PROVIDED MATERIAL.
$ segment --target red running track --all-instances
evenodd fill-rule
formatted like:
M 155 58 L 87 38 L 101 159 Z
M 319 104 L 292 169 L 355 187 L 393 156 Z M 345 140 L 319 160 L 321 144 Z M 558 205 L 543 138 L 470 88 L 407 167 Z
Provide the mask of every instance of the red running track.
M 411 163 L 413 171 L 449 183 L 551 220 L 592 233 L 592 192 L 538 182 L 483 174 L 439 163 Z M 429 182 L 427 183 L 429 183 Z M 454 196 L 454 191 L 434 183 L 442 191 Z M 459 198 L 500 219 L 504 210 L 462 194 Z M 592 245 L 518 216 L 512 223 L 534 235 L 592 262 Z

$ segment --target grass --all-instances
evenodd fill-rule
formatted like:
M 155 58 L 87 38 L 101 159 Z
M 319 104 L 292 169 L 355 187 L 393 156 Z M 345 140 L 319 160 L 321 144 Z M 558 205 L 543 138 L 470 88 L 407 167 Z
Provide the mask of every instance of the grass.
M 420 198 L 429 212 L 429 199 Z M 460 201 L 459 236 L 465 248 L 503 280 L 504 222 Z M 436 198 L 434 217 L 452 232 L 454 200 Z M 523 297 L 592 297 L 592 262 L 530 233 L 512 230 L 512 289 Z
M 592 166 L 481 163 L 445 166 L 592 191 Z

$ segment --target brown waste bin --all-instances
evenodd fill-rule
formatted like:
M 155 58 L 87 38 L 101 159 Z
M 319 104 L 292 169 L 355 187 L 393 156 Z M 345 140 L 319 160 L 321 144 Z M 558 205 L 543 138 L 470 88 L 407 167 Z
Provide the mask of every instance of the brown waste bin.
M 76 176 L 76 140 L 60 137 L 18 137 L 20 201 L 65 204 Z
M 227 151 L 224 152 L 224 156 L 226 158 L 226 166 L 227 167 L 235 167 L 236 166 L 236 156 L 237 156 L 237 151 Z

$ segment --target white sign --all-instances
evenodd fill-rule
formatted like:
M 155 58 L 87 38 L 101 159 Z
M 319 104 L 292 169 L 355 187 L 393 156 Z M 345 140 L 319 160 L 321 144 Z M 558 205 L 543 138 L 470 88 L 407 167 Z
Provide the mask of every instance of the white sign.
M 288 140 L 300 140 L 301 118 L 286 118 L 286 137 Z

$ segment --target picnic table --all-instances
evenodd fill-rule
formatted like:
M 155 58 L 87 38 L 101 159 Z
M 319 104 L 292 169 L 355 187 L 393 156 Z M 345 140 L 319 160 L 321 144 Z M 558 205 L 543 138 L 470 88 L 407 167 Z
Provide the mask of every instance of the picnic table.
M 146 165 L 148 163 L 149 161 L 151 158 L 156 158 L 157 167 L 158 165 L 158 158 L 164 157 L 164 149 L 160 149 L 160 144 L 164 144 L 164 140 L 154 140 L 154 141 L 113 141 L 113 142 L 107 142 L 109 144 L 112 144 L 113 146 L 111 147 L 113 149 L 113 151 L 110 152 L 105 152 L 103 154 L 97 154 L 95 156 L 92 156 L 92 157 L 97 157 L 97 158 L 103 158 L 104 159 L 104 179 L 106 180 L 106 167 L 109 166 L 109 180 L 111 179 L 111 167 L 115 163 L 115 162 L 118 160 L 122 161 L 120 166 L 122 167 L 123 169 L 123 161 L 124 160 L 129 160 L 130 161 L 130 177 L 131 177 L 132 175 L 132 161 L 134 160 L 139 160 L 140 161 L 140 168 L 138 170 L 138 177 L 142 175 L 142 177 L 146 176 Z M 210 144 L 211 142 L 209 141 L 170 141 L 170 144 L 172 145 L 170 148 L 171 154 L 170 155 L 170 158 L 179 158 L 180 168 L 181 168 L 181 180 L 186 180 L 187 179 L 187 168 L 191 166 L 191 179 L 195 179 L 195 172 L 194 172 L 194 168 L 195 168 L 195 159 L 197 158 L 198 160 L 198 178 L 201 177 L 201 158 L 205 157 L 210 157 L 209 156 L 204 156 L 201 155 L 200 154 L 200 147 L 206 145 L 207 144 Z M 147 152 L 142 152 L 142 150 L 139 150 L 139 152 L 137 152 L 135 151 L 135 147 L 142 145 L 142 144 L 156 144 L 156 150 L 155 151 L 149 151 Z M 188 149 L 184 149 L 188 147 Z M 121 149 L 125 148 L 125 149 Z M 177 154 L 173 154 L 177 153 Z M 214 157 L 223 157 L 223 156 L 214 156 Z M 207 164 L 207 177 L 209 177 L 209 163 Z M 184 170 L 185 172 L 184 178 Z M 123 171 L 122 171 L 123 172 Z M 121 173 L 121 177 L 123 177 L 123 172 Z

PROBLEM. Edit the listing above, starting at its first line and ending at the line containing "Provide the mask of every instance of the red": replace "red running track" with "blue running track", keep everything else unchanged, and return only those lines.

SOLUTION BELOW.
$ segment --target blue running track --all-instances
evenodd fill-rule
formatted like:
M 155 58 L 87 38 L 101 159 Z
M 319 104 L 292 169 L 355 187 L 393 156 Z M 345 140 L 319 160 L 321 144 Z M 558 205 L 543 138 L 470 88 L 407 167 Z
Provide the mask of every instance of the blue running track.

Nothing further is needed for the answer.